§ **What the task asks**: Please repeat the entries word for word and keep the images out.

§ **Data for this exercise**:
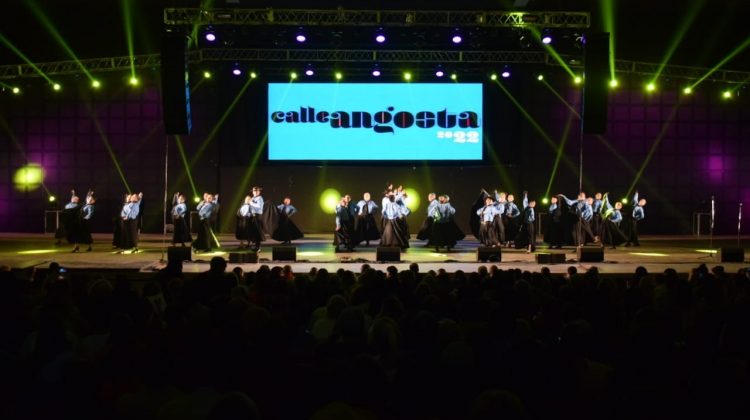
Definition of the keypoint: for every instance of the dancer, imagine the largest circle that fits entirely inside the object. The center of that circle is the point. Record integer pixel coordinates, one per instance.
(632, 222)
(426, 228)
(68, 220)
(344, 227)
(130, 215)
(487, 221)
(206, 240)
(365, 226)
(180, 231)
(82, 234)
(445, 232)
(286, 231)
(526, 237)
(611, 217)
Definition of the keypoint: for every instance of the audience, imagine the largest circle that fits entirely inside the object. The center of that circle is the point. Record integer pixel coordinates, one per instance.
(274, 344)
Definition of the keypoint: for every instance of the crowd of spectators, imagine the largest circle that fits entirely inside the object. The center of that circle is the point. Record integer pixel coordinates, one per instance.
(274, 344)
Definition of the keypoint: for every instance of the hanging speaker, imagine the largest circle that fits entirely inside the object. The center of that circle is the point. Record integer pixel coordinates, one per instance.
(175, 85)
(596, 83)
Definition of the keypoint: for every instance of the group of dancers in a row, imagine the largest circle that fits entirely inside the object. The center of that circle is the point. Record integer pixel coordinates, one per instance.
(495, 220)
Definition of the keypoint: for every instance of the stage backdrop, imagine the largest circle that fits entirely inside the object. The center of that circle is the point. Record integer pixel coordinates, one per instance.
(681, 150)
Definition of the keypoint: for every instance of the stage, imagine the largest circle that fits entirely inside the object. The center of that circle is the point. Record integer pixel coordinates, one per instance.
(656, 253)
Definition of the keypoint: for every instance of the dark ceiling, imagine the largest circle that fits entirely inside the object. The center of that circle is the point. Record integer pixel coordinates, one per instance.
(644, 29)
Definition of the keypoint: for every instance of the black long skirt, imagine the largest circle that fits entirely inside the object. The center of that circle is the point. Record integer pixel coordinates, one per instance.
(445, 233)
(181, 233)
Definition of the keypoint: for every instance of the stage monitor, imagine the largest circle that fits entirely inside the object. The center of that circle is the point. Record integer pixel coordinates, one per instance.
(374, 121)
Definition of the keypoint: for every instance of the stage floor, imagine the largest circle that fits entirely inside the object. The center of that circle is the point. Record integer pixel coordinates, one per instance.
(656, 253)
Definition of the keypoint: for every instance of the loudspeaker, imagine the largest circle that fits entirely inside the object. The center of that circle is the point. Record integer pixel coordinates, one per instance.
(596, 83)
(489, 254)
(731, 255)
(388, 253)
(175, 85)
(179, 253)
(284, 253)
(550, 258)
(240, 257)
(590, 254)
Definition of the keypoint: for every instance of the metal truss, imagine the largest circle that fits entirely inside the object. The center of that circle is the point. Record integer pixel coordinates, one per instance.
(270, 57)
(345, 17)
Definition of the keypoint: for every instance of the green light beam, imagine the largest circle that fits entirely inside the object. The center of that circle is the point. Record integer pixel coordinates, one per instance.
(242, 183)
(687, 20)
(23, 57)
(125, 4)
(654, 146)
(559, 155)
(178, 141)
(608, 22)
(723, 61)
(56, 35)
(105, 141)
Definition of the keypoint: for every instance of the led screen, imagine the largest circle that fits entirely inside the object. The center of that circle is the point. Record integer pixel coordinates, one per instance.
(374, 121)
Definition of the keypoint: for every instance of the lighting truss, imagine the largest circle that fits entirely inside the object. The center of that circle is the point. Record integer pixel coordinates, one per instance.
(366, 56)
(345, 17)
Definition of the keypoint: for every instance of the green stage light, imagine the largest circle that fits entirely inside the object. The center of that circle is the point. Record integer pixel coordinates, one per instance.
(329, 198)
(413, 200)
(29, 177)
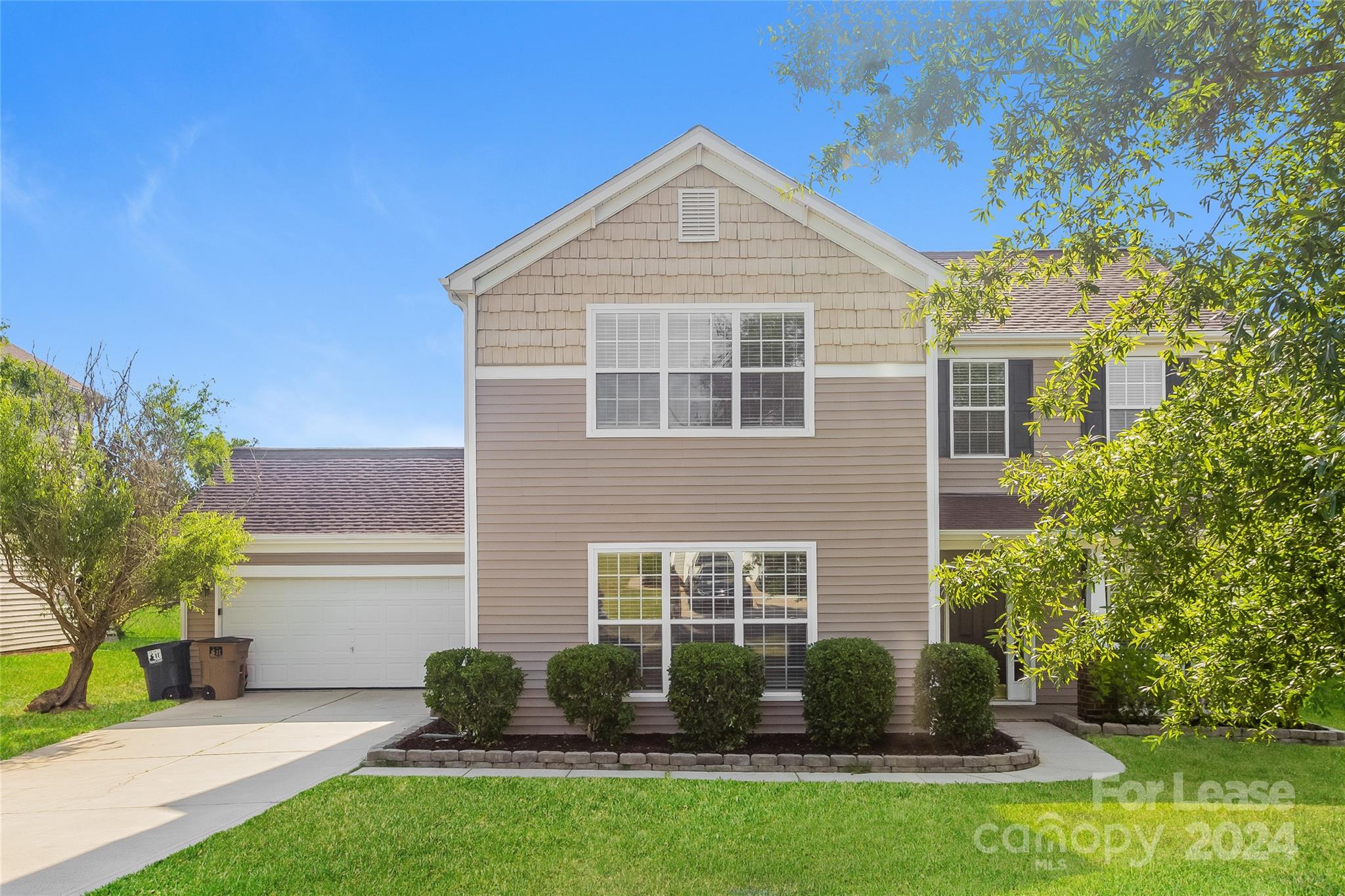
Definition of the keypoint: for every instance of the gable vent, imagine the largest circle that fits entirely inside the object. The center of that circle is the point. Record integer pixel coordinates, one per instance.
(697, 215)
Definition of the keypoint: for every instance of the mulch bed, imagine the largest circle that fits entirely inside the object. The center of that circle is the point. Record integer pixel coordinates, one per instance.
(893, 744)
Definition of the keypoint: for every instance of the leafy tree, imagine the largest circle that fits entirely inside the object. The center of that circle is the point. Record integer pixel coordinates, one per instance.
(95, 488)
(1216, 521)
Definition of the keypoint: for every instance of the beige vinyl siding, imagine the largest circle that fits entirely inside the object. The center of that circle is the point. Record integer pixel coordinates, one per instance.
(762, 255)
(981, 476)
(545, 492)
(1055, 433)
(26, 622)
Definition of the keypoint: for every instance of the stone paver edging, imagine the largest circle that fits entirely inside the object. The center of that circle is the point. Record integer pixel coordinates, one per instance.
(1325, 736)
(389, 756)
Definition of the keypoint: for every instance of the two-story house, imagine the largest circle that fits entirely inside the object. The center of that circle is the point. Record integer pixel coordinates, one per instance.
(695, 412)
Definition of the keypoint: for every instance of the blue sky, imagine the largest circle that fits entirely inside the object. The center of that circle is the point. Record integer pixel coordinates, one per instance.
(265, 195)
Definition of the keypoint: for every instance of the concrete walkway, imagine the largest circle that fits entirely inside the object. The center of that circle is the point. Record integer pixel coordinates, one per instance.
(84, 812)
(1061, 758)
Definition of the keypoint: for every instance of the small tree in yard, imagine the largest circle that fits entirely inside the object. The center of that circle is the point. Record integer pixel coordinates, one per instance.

§ **Response**:
Definition of the keypoint: for every instance of the dancer, imagine the largest circle that fits entirely inside the object. The center of that circle is the point. Record integer pixel coordinates, one per instance.
(632, 222)
(426, 228)
(68, 220)
(344, 227)
(130, 215)
(487, 221)
(206, 240)
(365, 226)
(180, 231)
(82, 234)
(445, 232)
(286, 231)
(526, 237)
(611, 217)
Definition of the keypoint: for every instance of the audience, imagine the largest circle that fits entirely inside the object. The center of that circle is the point. Record integer pixel coordinates, one per instance.
(274, 344)
Definition of the keypoint: for every instance of the crowd of spectators, imagine the largest circle that fits entirely inside the object. The center of that circle is the point. Record integer pixel coordinates, one per instance.
(274, 344)
Definition of the keypoint: for every instance of the hanging speaker, imagine the largest circle that fits entirely inside the object. The center of that circle is the point. Record integer pixel coordinates, one per instance.
(175, 85)
(596, 83)
Definition of the keypoint: for every instance of the group of dancers in a row, imagine the largest circle that fits entirely inside the object. The center of that circle is the point. Record integer pixel coordinates, one per instance.
(495, 220)
Definition of the keypoint: for every instance of the stage backdrop, imagine the largest circle that fits entirely inside the object. The center of that circle is the point. Record integer pixel coordinates, one per instance.
(681, 150)
Definition of the keypoint: for every instance of the stage, imagine the largest circle that fits entirely inside the object. The center of that circle is the point. Record integer pixel coordinates, one per instance.
(656, 253)
Definition of the keypoint: for every instance of the dark ceiling, imagine the largest circle that fits entirely inside the object. The center of that circle is the point. Record integer pixel coordinates, one per instance.
(644, 29)
Definition of the keypoint: for every instance of the black long skirt, imagine the largest circle that fits entirely inside the object. The center of that circle is the point. Record integer pixel coordinates, one per instance.
(445, 233)
(181, 233)
Definition of the keypoint: for every instance of the stage monitor, imagine the largest circle that fits entirely inside the object. The center of that circle is the point. Record integer pixel coordinates, one per instance.
(374, 121)
Definition of the keypoint: for every instance of the stage floor, imagine the largest circle that fits entirely inside the object. The center of that circle is the point. Record integer pixel coordinates, one per instance.
(656, 253)
Definition of the keypoint: for every instance of the loudspeaker, imagine the largest circle that fits entirely inside the object. The center of that circle is the point. Record integer pixel coordinates, one per instance.
(596, 83)
(489, 254)
(731, 255)
(388, 253)
(175, 85)
(179, 253)
(284, 253)
(550, 258)
(240, 257)
(590, 254)
Definition of the keypoint: for every instance of the metal truss, imagine the largest circle that fits entirely inside the object. The center of that circle is the point. Record integer pixel coordinates, one per instance.
(270, 57)
(345, 17)
Definition of the keypoint: for every instance of the green light beam, imagine the largest circle that fits entirely inside the object. The center of that circle is the point. Record integer pixel coordinates, one per instance.
(242, 183)
(687, 20)
(23, 57)
(125, 4)
(654, 146)
(559, 155)
(178, 141)
(608, 22)
(723, 61)
(56, 35)
(105, 141)
Definition of the keypoint: for every instance of the led screen, imagine the largest circle that fits entirely inside the object. The center of that circle is the point. Record integer pixel coordinates, one per instance.
(374, 121)
Definition of the keypoint: for every instance of the lighting truss, imagine the largest circle that fits entirely inside the object. The center of that circle is the point. Record integer pixel coordinates, one per instance.
(366, 56)
(345, 17)
Definition of the keypoint: for every instance of the green stage light, imagine the largest circle that fits entirely inside the object. The center of that circle is the point. Record integer pixel coordinates, one per instance.
(329, 198)
(413, 200)
(29, 177)
Definition of the keypoint: for every instance of the gable vent, imagine the largest circle that fits entirely inside the object. The center of that circle is the point. Record integer pixel coordinates, one per instance.
(697, 215)
Definition of the keypoint: for every instance of the mulch bed, imagine the largest circle that fits entirely inside the object. The center of that circle is the point. Record integer pixel coordinates, one per instance.
(893, 744)
Definition of the keypoint: for every instance of the leafy tree, imagine the largest circle that fits entirely inside the object. The center of that circle is the point. Record integer pixel coordinates, one per instance.
(95, 488)
(1216, 521)
Definition of the keypoint: for every instance of the beige vinyl siding, imagine the largest circle that fits entirely inside the object. The center of that circle is the point. Record integer pixel coordinates, one per instance.
(762, 255)
(981, 476)
(545, 492)
(1055, 433)
(26, 622)
Definition of the keypoint: for every instance of the stone paver edging, imagine the largest circle that fits entirely inside the object. The center of that circle is the point. Record integer pixel coordinates, one per instance.
(1325, 736)
(389, 756)
Definition of the keypoint: for every instance of the two-story house, imagine the largest circle that fits entirely inside the object. The center of that circle is the point. Record integer pixel coordinates, one per instance.
(695, 412)
Definition of the keypoint: for every instance of the blue sky, imagine the largest circle that fits entirely inside the object. The center of that circle is the point. Record integer pixel coordinates, one per instance.
(265, 195)
Definition of the keypoint: for every instance of the concrete walkway, imagine the largest circle that fits entirely inside the object. The center of that circle is the point. Record integer pixel coordinates, one per instance.
(84, 812)
(1061, 758)
Definition of the keypoint: for every instance of the small tree in yard, imagine the largest circle that fits entirely inside the object. The center of that circle is the point. Record integer pixel coordinates, one per instance.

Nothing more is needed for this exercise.